*Try it:* Would you please give the entries again word for word, with no images in your copy?

*Data in this exercise:*

▼▼▼

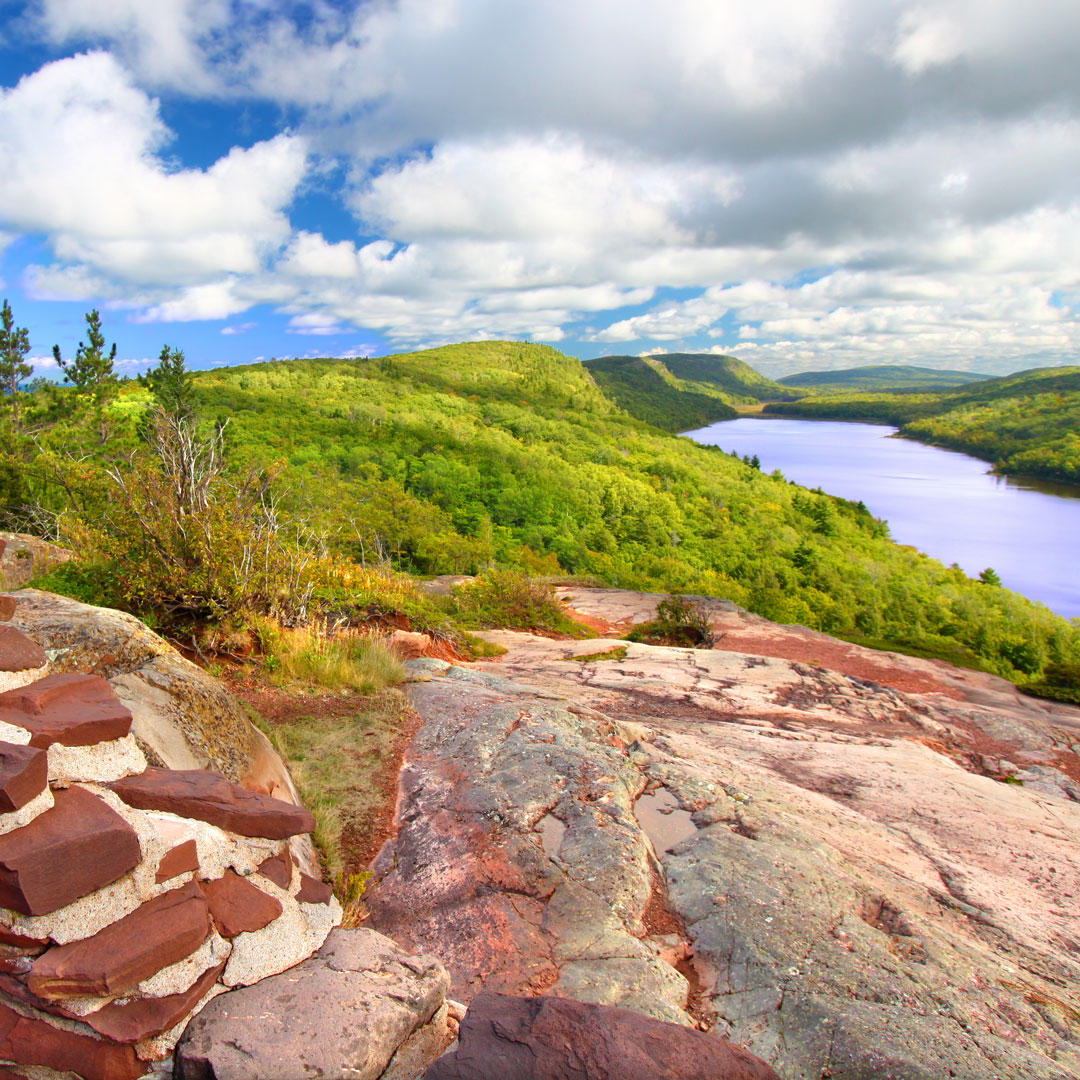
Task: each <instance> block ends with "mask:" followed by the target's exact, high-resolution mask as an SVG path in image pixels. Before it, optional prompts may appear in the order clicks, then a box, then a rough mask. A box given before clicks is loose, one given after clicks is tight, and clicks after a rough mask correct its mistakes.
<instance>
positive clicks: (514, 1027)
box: [424, 993, 780, 1080]
mask: <svg viewBox="0 0 1080 1080" xmlns="http://www.w3.org/2000/svg"><path fill="white" fill-rule="evenodd" d="M495 1077H498V1078H499V1080H780V1077H779V1076H778V1075H777V1074H775V1072H773V1070H772V1069H771V1068H770V1067H769V1066H768V1065H766V1064H765V1062H762V1061H761V1059H760V1058H758V1057H755V1056H754V1055H753V1054H750V1053H747V1052H746V1051H745V1050H742V1049H740V1048H739V1047H734V1045H732V1044H731V1043H729V1042H725V1041H724V1040H723V1039H718V1038H716V1037H715V1036H713V1035H706V1034H705V1032H704V1031H698V1030H694V1029H693V1028H690V1027H683V1026H681V1025H679V1024H666V1023H664V1022H663V1021H659V1020H653V1018H652V1017H651V1016H643V1015H642V1014H640V1013H636V1012H631V1011H630V1010H629V1009H615V1008H612V1007H610V1005H597V1004H586V1003H585V1002H583V1001H571V1000H569V999H568V998H544V997H540V998H521V997H512V996H510V995H504V994H491V993H484V994H480V995H477V997H476V998H474V999H473V1002H472V1004H471V1005H470V1007H469V1011H468V1012H467V1013H465V1015H464V1018H463V1020H462V1021H461V1029H460V1031H459V1034H458V1047H457V1049H456V1050H455V1051H454V1052H453V1053H448V1054H446V1055H444V1056H443V1057H441V1058H438V1061H437V1062H435V1063H434V1065H432V1066H431V1068H430V1069H428V1071H427V1074H424V1080H494V1078H495Z"/></svg>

▲▲▲

*Completed task:*
Task: each <instance> block ends with "mask:" followed by the target's exact, high-resolution mask as an SVG path in image pixels. Before it, optional prompts may appear in the order clicks, then a box, then a rough mask. A box given before clicks is loose, one given after clicks is tight, and clicks after a rough mask correct its mistakes.
<instance>
positive clicks: (514, 1027)
box: [424, 993, 780, 1080]
mask: <svg viewBox="0 0 1080 1080" xmlns="http://www.w3.org/2000/svg"><path fill="white" fill-rule="evenodd" d="M495 1077H498V1078H499V1080H780V1077H779V1076H778V1075H777V1074H775V1072H773V1070H772V1069H771V1068H770V1067H769V1066H768V1065H766V1064H765V1062H762V1061H761V1059H760V1058H758V1057H755V1056H754V1055H753V1054H750V1053H747V1052H746V1051H745V1050H742V1049H740V1048H739V1047H734V1045H732V1044H731V1043H729V1042H725V1041H724V1040H723V1039H718V1038H716V1037H715V1036H713V1035H706V1034H705V1032H704V1031H698V1030H694V1029H693V1028H690V1027H683V1026H681V1025H679V1024H666V1023H664V1022H663V1021H659V1020H653V1018H652V1017H651V1016H643V1015H642V1014H640V1013H636V1012H631V1011H630V1010H629V1009H615V1008H612V1007H610V1005H597V1004H586V1003H585V1002H583V1001H571V1000H569V999H568V998H544V997H540V998H521V997H512V996H510V995H504V994H491V993H484V994H480V995H477V997H476V998H474V999H473V1002H472V1004H471V1005H470V1007H469V1011H468V1012H467V1013H465V1015H464V1018H463V1020H462V1021H461V1029H460V1031H459V1034H458V1047H457V1049H456V1050H455V1051H454V1052H453V1053H448V1054H446V1055H444V1056H443V1057H441V1058H438V1061H437V1062H435V1063H434V1065H432V1066H431V1068H430V1069H428V1071H427V1074H424V1080H494V1078H495Z"/></svg>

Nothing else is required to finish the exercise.